Mais je me suis demandé en l'écoutant, et en écoutant beaucoup d'autres interventions, de quel débat politique il s'agissait. S'agissait-il d'un débat politique sur l'action de ce gouvernement en matière d'éducation, et notamment en matière d'éducation primaire, suivie depuis trois ans ? J'ai de la peine à le penser. D'ailleurs, pour une fois, le mot démantèlement qui vient si rapidement à la bouche de nos collègues de gauche n'a pas pu être prononcé. Comment aurait-il pu l'être, alors que près des 30% du budget de cet Etat sont consacrés à l'instruction publique ?

J'ai entendu parler du découragement de certains enseignants, et je peux l'imaginer. Mais j'aimerais que dans ce Grand Conseil, lorsqu'on parle d'un débat politique, on pense aussi au découragement d'autres catégories de la population : certains chômeurs, certains contribuables, et j'en passe.

En conséquence, il y a bien un débat politique. Mais j'ai l'impression qu'il consiste à s'efforcer, à la fin de ce printemps et au début de l'automne prochain, à s'attirer les bonnes grâces ou les grâces électorales d'une partie importante de la population.

Notre amie et députée Charrière Urben s'est trompée de débat ! J'ai eu l'impression qu'elle s'adressait à une assemblée de la Société pédagogique genevoise dont - malheureusement ou heureusement - je ne fais pas partie. Mais je fais partie du Grand Conseil de la République et canton de Genève qui, année après année, vote les budgets et approuve les comptes rendus. Ou plutôt je fais partie de la majorité de ce Grand Conseil qui, depuis plusieurs années, a voté les budgets de l'instruction publique et a approuvé les comptes, alors que vous, Mesdames et Messieurs les députés qui voulez demander des postes supplémentaires, n'avez pas accepté les budgets depuis plusieurs années.

Soyez simplement logiques ! (Exclamations.) Votre motion répond sans doute à de bonnes intentions, et je veux bien vous les laisser. Mais si elle se veut vraiment politique, elle ne remplit pas sa mission. Dans ce texte, vous nous parlez de la haute valeur pédagogique des enseignants genevois. Je suis le premier à le reconnaître et à bien vouloir y souscrire. Toutefois, je dois quand même constater que, dans la presse, apparaissent à intervalles de plus en plus rapprochés des lettres qui se montrent relativement critiques sur certaines méthodes pédagogiques de l'enseignement primaire.

Je ne sais pas ce que valent ces lettres. Mais jamais je n'ai vu déposer une motion ou une interpellation de votre part, Mesdames et Messieurs les députés de la minorité, pour demander s'il y avait quelque chose de vrai ou de faux ! Alors que sur d'autres problèmes, vous êtes prompts à réclamer des commissions d'enquête et des rapports au Conseil d'Etat. Je ne peux pas m'empêcher de penser que, de ce point de vue, vous n'êtes en tout cas pas équitables.

### DONNÉES ENREGISTRÉES
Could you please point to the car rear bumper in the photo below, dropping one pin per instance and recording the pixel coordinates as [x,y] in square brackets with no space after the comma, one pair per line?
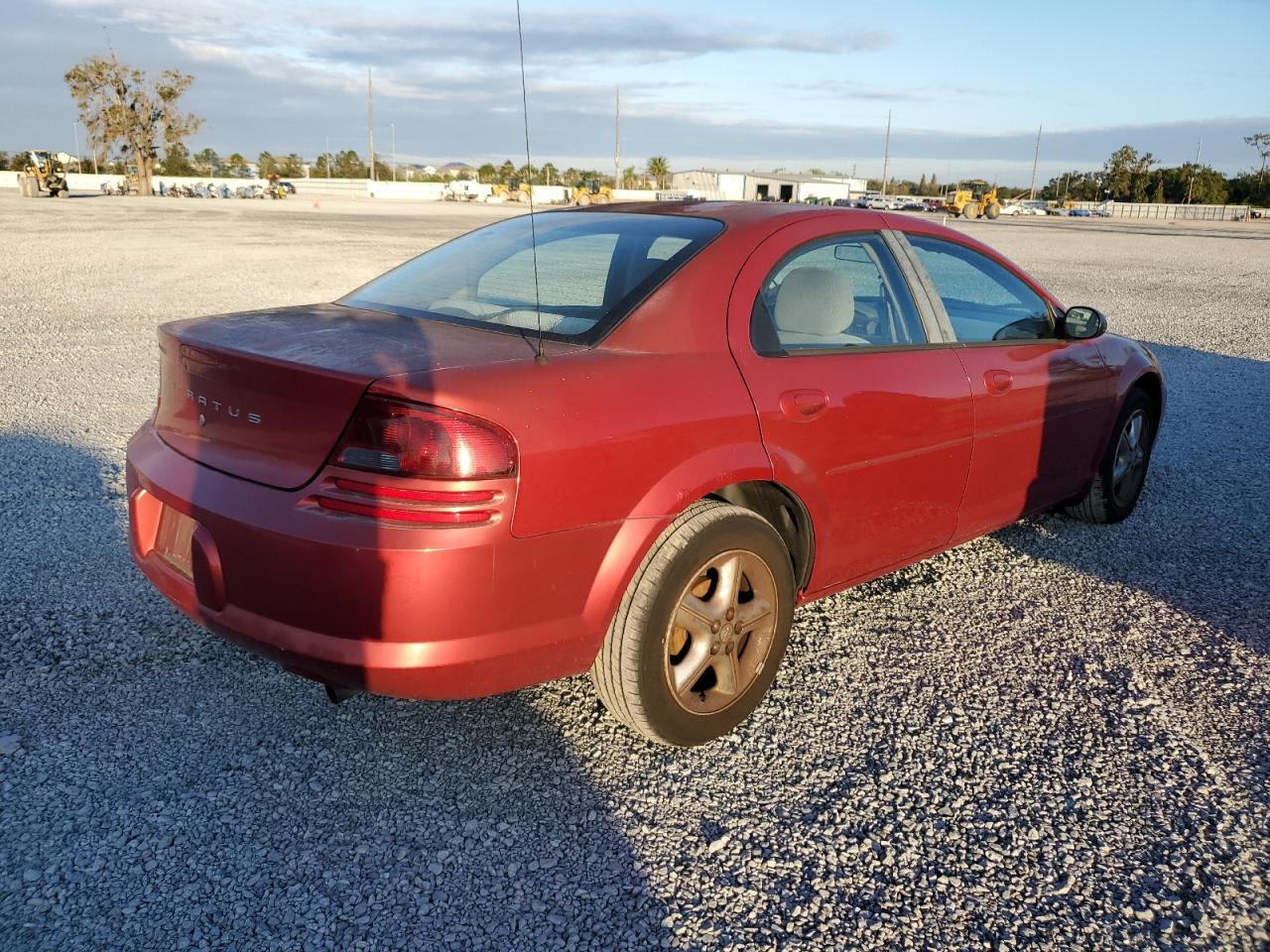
[417,612]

### PROBLÈME POSÉ
D'après l'extrait du document, quelle part du budget de l'État va à l'instruction publique ? Ce matériel provient d'une autre source.

### RÉPONSE COMPLÈTE
Près de 30 % du budget de l'État.